→ **Consegna 1**
Riassumi in due frasi il brano sull'interno della chiesa.
→ **Consegna 2**
Continua la descrizione dell'interno della chiesa a partire dall'ultima frase riportata.

→ **Brano proposto**

################

All’interno, tra altari barocchi e tele di scuola napoletana, spicca alla sinistra del transetto, nel Cappellone del SS. Sacramento, la statua marmorea dell’Immacolata, attribuita al grande Giuseppe Sammartino. L’interno si caratterizza per numerosi dipinti petrini; nel controsoffitto della navata centrale, il ciclo di affreschi opera del napoletano Vincenzo Paliotti della seconda metà del XIX secolo, con le Storie della Vita di San Pietro. Gli episodi raffigurati sono: San Pietro Liberato dal Carcere di Antiochia, San Pietro alla Porta Speciosa del Tempio, Gesù da a San Pietro le Chiavi del Regno, Glorificazione di San Pietro.
Nella seconda cappella della navata sinistra, si trova la Crocefissione di San Pietro, opera seicentesca di Pietro Picca. Sulla controfacciata, invece, si può ammirare al centro la Lavanda dei Piedi di Serafino Ulmo, con a destra Pietro che cammina sulle acque e a sinistra il Quo Vadis, Domine?, di autore ignoto. Nella prima cappella della navata destra, si nota Pietro con le chiavi nel dipinto dell’Assunzione di Maria, unica tela restaurata insieme alla Crocefissione di Pietro. Alle spalle dell’altare, nel coro, sulla parete destra, un grande dipinto su tela con Il Primato di Pietro, nel quale Cristo consegna all’Apostolo le chiavi del Regno dei Cieli. Dal coro è possibile osservare, nei pennacchi della semicupola absidale, due tondi, uno con San Pietro e l’altro con San Paolo.

################

Voci di dati archiviate
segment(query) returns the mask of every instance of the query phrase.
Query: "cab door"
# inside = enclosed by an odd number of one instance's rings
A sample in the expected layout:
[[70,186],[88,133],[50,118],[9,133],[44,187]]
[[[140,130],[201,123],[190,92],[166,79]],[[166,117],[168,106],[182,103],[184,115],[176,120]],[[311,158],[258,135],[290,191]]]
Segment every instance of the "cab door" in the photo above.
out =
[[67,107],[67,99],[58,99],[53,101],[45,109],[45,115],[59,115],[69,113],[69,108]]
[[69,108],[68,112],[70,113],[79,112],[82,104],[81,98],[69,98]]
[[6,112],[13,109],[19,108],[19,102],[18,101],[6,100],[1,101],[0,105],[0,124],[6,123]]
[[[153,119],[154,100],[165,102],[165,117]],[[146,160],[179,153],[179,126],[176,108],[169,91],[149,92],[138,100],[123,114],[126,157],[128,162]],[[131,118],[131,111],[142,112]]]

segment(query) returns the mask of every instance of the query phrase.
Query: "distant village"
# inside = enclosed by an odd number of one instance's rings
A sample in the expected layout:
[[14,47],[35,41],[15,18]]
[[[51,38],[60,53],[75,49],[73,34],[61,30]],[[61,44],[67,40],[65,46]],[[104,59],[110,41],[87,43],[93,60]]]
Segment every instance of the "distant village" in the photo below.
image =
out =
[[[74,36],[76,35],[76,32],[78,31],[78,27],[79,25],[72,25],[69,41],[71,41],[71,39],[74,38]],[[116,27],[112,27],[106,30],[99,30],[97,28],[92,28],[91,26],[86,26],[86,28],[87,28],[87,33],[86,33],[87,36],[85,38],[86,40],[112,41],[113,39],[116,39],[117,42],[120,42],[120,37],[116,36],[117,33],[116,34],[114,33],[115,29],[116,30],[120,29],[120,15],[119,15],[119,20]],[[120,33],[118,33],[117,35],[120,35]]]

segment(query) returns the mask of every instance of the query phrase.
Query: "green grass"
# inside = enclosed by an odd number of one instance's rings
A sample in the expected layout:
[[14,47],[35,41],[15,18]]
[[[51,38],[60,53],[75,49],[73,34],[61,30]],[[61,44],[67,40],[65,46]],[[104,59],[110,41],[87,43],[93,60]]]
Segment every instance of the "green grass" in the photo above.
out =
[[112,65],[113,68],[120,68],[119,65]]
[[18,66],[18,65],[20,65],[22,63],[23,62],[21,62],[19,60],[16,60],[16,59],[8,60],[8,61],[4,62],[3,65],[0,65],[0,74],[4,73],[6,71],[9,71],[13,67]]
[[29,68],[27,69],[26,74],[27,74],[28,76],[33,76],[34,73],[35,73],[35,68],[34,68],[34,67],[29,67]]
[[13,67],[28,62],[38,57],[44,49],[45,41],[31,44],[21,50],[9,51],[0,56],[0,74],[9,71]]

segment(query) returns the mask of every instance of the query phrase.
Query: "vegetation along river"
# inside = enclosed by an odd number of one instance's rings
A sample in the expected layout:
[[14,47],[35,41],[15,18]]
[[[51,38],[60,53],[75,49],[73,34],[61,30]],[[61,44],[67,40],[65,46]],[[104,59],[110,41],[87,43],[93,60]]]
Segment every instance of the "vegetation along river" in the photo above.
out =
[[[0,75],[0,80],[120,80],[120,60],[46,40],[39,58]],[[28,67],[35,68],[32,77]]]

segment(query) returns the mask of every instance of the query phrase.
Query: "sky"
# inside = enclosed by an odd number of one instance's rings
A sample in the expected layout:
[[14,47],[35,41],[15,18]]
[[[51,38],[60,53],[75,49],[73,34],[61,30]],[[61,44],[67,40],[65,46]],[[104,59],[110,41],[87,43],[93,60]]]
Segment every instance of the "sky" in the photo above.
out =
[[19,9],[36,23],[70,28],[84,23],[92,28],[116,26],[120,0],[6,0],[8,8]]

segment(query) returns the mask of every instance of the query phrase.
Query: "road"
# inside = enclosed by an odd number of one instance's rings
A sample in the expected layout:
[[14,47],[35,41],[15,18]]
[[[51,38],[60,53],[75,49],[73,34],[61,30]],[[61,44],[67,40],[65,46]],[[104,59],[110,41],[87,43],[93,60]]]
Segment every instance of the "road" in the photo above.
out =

################

→ **Risposta 1**
L'interno, tra altari barocchi e tele di scuola napoletana, ha nel Cappellone del SS. Sacramento la statua marmorea dell'Immacolata attribuita a Giuseppe Sammartino. Nel controsoffitto della navata centrale si trova il ciclo di affreschi di Vincenzo Paliotti con le Storie della Vita di San Pietro, e altri dipinti petrini si trovano nelle cappelle, sulla controfacciata e nel coro, come la Crocefissione di San Pietro di Pietro Picca e Il Primato di Pietro; nei pennacchi della semicupola absidale sono dipinti due tondi con San Pietro e San Paolo.

→ **Risposta 2**
Simmetricamente rispetto al Cappellone, sul lato destro,  si apre la Cappella dedicata a San Pietro; essa custodisce le statue policrome degli apostoli Pietro (in pietra) e Paolo (in cartapesta), quest’ultima proveniente dalla vicina Cappella di San Paolo delle “tarantate”, nella tipica iconografia con spada e serpente. La statua in pietra del Principe degli Apostoli è opera del leccese Giuseppe Cino (XVII secolo), in cui si notano gli occhi in vetro che conferiscono particolare espressività all’opera. Oltre alle statue dei due Apostoli, nella Cappella si conserva il mezzobusto/reliquiario argenteo del Primo Papa; il mezzobusto custodisce una reliquia del santo, e fu un dono del Vescovo Mongiò (XVII secolo), membro di una delle più illustri famiglie della nobiltà galatinese. Secondo la leggenda, nei periodi di siccità, il mezzobusto veniva portato all’esterno e gli si mettevano in bocca delle alici salate. Simbolicamente si cercava di far venir sete al Santo, in modo che facesse piovere, placando così la propria sete ed il bisogno d’aqua del popolo.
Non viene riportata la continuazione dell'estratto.